* Start Provided data *
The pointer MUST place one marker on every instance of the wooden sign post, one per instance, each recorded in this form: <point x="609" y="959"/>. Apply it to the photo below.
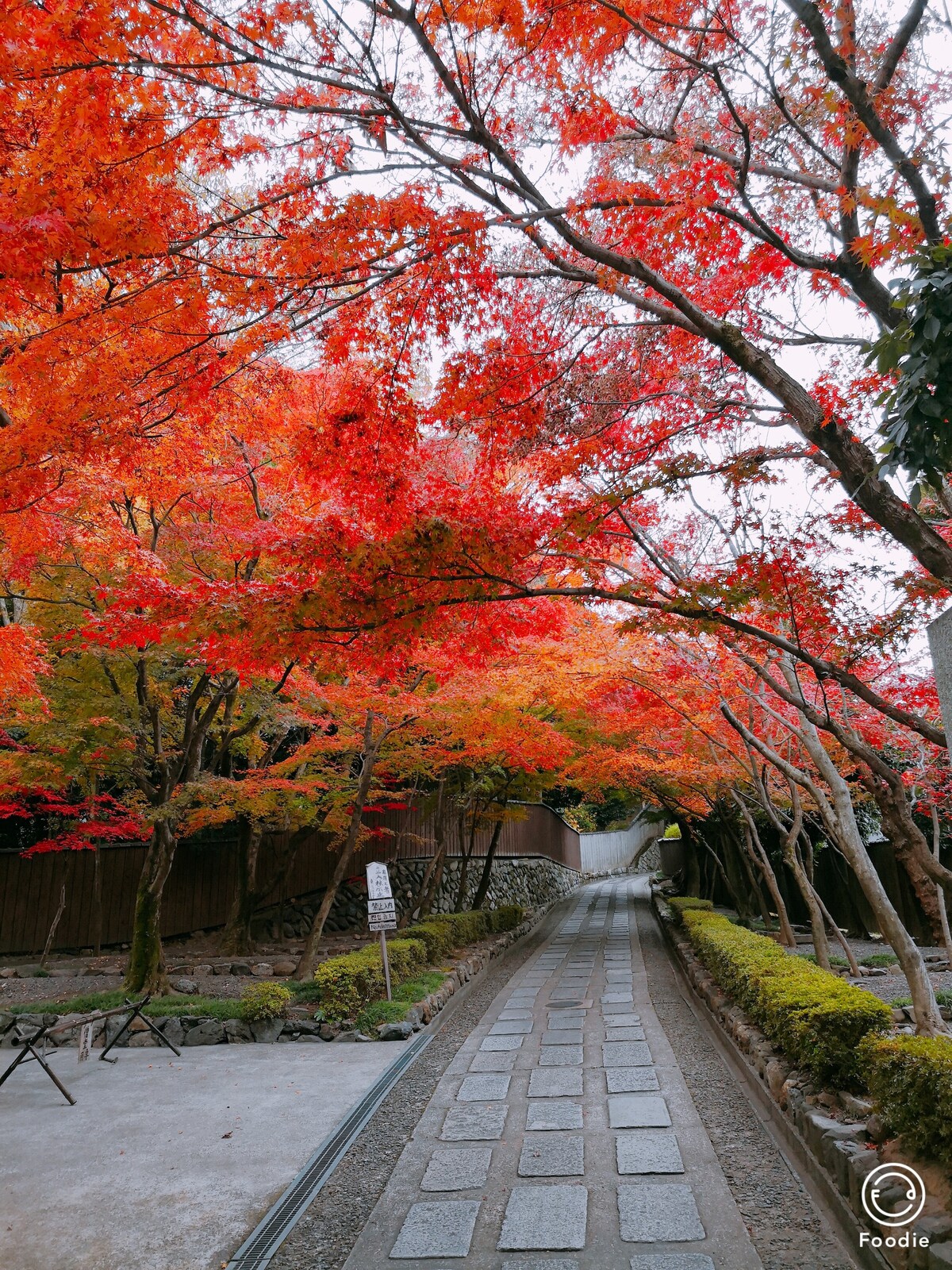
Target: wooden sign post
<point x="381" y="911"/>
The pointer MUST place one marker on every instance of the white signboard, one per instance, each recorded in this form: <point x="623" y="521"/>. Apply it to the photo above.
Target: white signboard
<point x="381" y="906"/>
<point x="382" y="921"/>
<point x="378" y="882"/>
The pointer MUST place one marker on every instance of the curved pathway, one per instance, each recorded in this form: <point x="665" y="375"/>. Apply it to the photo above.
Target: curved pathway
<point x="562" y="1136"/>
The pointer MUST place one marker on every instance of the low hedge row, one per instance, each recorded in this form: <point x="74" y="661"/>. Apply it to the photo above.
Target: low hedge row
<point x="348" y="983"/>
<point x="448" y="931"/>
<point x="911" y="1077"/>
<point x="816" y="1018"/>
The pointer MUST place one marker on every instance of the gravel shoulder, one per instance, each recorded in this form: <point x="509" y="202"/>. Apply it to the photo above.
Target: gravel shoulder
<point x="786" y="1227"/>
* End Provided data *
> [Task requirements]
Render every line of the records above as a Markdown table with the columns Row and Line, numbering each row and skipping blank lines. Omit the pictures from the table.

> [Right answer]
| Row | Line |
|---|---|
| 1 | The pointer MUST place one marker on every instance of the wooden sign post, one per instance, each recorded in this form: <point x="609" y="959"/>. Apply it to the photo below. |
| 2 | Target: wooden sign post |
| 3 | <point x="381" y="911"/> |
| 4 | The pointer MUST place one marker on every instance of the white signboard, one per instance, each recorded in this form: <point x="623" y="521"/>. Apply it to the photo above. |
| 5 | Target: white signboard |
| 6 | <point x="381" y="906"/> |
| 7 | <point x="382" y="921"/> |
| 8 | <point x="378" y="882"/> |
| 9 | The pointer MUST place one marker on every instance of the curved pathway, one per instance, each recorded in this form: <point x="665" y="375"/>. Apply it to the photo above. |
| 10 | Target: curved pathway |
| 11 | <point x="562" y="1136"/> |
| 12 | The pointer MUST place one marker on every instance of the low hedge row, one per instance, each recorded in this form: <point x="74" y="661"/>. Apply it to the photo above. |
| 13 | Target: low hedge row |
| 14 | <point x="348" y="983"/> |
| 15 | <point x="448" y="931"/> |
| 16 | <point x="911" y="1077"/> |
| 17 | <point x="816" y="1018"/> |
| 18 | The pointer MUST place one marker on every instance of the gravel shoulder, one per instance, each recorded in this form: <point x="509" y="202"/>. Apply it to the photo above. |
| 19 | Target: gravel shoulder |
| 20 | <point x="786" y="1227"/> |